* _Required work_:
a) List every exact year that the passage on Dutch church history mentions, each one once, in the order it first appears.
b) Retype the passage on Dutch church history, beginning at the words "This year we" and stopping after the words "from church history.".
c) Extend the passage on Dutch church history, picking up after its last sentence.

This year we commemorate the 75th anniversary of the Liberation of 1944. If you have no idea what that is, you’re in good company. I remember hearing about it for the first time in my Christian school and my thoughts went right away to the Canadian soldiers liberating the Netherlands during the Second World War. It’s at the same time, but this is a totally different event, something from church history.
The story begins in the early 1800s. The Reformed Church in the Netherlands was in a bad way. Scripture-denying theological liberalism was in the ascendancy. God brought about a Reformation known as the Secession of 1834. Later, in 1886, under the leadership of Abraham Kuyper and others, another Reformation happened. This was called the Doleantie, literally, “the Grieving.” In 1892, the Secession and Doleantie churches were united together in one federation. This happened through the herculean efforts of influential figures like Herman Bavinck (from the Secession churches) and Abraham Kuyper (from the Doleantie churches).
By 1921 both Herman Bavinck and Abraham Kuyper were gone. The Union of 1892 was something that lay almost 30 years in the past. In those thirty years, there had been tensions. It took time for Secession and Doleantie churches to learn to live with one another. That took place on a local level. Many Dutch towns and villages had both a Secession church and a Doleantie church. Now they were both in the Reformed Churches in the Netherlands. The old Secession church was known as the ‘A’ church, and the Doleantie church would be known as the ‘B’ church. In some places eventually they merged into one congregation, but in other places they continued their separate existence.

Rows from a data collection:
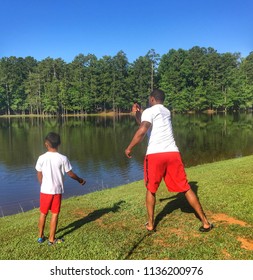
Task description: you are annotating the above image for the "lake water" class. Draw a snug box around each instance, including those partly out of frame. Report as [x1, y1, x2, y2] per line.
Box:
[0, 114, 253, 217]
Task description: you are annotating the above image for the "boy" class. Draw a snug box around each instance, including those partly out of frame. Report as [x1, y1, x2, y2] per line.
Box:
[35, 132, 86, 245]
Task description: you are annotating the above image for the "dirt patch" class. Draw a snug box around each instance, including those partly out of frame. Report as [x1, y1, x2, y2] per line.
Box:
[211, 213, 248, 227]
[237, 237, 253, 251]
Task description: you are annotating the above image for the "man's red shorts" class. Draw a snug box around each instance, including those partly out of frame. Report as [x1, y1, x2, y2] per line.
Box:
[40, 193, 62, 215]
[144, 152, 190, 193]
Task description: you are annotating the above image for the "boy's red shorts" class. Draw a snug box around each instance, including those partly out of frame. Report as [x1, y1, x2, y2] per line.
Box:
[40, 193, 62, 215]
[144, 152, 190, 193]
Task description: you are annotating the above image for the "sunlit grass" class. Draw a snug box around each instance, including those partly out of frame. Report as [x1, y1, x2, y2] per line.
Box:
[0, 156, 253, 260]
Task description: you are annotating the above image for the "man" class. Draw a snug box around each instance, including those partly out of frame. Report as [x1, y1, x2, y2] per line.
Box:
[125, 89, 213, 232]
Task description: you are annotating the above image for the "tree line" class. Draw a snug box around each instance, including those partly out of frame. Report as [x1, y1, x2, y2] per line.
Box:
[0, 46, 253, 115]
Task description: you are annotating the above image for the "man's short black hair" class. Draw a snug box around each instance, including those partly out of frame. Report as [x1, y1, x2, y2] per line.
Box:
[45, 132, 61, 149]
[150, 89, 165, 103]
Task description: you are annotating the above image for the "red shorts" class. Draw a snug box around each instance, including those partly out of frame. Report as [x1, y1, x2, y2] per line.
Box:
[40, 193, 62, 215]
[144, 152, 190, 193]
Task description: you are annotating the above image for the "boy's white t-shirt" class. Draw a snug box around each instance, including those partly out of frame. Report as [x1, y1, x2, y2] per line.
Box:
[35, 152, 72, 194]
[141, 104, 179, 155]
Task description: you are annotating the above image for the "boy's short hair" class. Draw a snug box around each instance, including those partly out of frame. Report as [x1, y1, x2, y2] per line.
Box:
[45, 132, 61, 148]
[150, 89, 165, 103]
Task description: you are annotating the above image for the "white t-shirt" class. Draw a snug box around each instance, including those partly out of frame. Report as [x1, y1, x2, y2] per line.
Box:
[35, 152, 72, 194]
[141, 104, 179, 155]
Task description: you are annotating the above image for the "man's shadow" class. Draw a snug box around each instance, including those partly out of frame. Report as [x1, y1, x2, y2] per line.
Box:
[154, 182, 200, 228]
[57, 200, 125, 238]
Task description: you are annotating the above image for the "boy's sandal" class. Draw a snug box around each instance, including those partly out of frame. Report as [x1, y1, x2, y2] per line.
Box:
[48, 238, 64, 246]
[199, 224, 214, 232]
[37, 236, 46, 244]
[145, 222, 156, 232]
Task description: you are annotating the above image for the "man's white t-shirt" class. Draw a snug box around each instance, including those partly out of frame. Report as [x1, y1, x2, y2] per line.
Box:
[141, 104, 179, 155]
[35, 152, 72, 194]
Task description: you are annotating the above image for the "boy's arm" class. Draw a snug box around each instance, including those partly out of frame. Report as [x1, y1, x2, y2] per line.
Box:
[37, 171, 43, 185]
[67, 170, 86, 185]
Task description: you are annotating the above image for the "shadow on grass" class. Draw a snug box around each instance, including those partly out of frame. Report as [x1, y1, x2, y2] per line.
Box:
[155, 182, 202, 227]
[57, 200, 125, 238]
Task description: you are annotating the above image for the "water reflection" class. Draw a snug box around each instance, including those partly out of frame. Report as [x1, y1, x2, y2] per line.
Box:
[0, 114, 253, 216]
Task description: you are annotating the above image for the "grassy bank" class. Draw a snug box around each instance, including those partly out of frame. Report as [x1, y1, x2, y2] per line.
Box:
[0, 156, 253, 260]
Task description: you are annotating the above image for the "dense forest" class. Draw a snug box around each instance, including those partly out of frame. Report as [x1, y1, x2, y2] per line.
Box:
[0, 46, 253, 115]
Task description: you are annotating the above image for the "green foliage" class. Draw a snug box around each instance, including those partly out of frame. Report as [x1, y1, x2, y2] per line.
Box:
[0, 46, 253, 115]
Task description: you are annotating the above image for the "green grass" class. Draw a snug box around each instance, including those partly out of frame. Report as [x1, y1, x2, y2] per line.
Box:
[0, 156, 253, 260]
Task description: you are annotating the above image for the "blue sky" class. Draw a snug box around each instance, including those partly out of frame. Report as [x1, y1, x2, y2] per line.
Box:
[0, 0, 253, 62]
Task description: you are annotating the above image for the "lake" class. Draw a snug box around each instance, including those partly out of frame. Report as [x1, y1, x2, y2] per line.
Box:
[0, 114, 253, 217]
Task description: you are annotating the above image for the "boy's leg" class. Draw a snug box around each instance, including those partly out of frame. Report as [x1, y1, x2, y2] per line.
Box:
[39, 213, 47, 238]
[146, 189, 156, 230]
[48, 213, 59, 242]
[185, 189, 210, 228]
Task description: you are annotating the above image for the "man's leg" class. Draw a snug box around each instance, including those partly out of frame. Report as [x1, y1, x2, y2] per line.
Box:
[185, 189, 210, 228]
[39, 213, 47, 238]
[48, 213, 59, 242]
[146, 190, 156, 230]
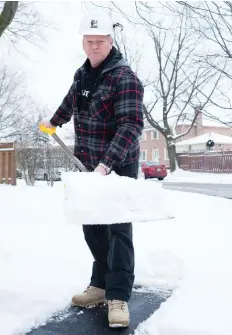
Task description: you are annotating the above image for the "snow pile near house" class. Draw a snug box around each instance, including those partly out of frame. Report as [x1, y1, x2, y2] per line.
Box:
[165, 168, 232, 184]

* _Outputs for the tasks_:
a) 1944, 1834, 1886, 1892, 1921

b)
This year we commemorate the 75th anniversary of the Liberation of 1944. If you have no idea what that is, you’re in good company. I remember hearing about it for the first time in my Christian school and my thoughts went right away to the Canadian soldiers liberating the Netherlands during the Second World War. It’s at the same time, but this is a totally different event, something from church history.

c)
Yet deeper problems existed. The question of Abraham Kuyper’s theology continued. He had some peculiar beliefs, especially about baptism. He believed in presumptive regeneration. Kuyper argued that we baptize on the presumption that the child being baptized is born again or regenerate. If it turns out later that the child is not regenerate, then it wasn’t a real baptism. There were other doctrinal concerns as well, but it’s especially the doctrine of baptism and the covenant that becomes a matter of controversy later on.
In 1905, a Synod was held in Utrecht. This synod was asked to deal with the theology of Kuyper. It did this by means of what has come to be known as the Conclusions of Utrecht. It’s also sometimes called “the Pacification Formula” because it was meant to pacify the churches. It was meant to lay all the concerns to rest about what could and could not be taught in the Reformed Churches in the Netherlands. On the point of baptism, they came up with a compromise statement. It mildly rejected some of Kuyper’s formulations, while allowing for others. So Utrecht said that children “must be held to be regenerated and sanctified in Christ, until upon growing up they should manifest the contrary in their way of life or doctrine.” However, Utrecht also said that it is “less correct to say that baptism is administered to the children of believers on the ground of their presumed regeneration, since the ground of baptism is found in the command and promise of God.”
Three Streams in the RCN
So Kuyper and his followers were gently chastened by this synod. Nevertheless, this chastening had little lasting effect. Kuyper’s followers became increasingly insistent about his formulations as time went on. They formed one stream in the Reformed Churches in the Netherlands as we get into the 1920s and 1930s.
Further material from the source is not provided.